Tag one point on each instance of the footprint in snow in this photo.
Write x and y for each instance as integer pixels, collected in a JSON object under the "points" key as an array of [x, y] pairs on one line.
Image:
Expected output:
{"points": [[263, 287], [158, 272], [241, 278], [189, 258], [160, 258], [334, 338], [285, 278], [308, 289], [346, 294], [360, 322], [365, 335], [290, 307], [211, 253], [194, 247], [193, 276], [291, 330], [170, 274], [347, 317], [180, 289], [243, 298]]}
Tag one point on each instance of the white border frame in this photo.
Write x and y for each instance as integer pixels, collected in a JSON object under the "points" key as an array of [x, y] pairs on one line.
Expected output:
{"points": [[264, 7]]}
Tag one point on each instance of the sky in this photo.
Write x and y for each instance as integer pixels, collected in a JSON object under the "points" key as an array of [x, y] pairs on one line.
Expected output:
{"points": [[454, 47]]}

---------------

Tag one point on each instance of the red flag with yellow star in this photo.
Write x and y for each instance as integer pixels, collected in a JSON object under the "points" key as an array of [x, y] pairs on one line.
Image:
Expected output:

---------------

BRIEF: Which lines of the records contain the word "this"? Pull out each one, treating uppercase and lowercase as distinct.

WRITTEN ANSWER:
Tag one point on each instance of the footprint in snow in this photo.
Tag one point on each instance of the white border frame in this photo.
Tag one point on each instance of the sky in this photo.
Tag one point on each instance of the red flag with yellow star in this photo.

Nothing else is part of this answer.